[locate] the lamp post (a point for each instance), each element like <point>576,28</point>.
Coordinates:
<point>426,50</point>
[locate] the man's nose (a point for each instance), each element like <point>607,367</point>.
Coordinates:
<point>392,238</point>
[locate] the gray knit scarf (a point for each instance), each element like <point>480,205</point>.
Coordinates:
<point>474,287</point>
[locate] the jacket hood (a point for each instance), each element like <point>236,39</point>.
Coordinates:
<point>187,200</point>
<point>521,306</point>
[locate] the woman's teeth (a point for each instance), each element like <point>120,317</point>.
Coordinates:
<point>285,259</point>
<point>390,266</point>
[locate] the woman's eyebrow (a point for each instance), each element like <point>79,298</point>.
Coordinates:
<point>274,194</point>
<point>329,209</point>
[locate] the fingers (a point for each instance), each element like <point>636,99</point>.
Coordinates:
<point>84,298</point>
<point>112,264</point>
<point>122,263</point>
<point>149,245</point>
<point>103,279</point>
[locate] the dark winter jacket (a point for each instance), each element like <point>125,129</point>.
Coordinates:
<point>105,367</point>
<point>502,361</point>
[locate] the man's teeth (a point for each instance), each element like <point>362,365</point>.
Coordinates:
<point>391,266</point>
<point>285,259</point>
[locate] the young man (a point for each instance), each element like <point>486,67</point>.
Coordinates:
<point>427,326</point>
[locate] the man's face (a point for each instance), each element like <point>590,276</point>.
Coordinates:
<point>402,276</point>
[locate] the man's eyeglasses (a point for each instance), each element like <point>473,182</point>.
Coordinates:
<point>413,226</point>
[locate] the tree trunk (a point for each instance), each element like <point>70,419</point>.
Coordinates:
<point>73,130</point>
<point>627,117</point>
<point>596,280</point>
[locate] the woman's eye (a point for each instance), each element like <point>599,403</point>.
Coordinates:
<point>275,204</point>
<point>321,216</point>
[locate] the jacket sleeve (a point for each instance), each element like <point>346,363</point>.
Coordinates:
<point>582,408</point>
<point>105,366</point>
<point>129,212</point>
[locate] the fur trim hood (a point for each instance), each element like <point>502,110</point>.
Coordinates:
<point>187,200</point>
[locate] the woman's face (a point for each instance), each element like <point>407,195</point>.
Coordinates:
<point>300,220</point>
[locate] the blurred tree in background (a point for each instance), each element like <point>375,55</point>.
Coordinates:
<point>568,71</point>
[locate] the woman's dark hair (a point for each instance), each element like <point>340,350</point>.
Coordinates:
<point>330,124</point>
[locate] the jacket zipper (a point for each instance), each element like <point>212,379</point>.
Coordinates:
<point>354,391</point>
---*---
Reproduce the rows between the line containing "[locate] the blurred" and the line containing "<point>330,124</point>", inclusive, swapping "Coordinates" for "Locations" and leaving all else unchanged.

[locate] the blurred tree in background (a point for each instance), each element like <point>375,55</point>.
Locations:
<point>568,71</point>
[locate] the woman's dark hair (a point for each instance), each element like <point>340,350</point>.
Locations:
<point>330,124</point>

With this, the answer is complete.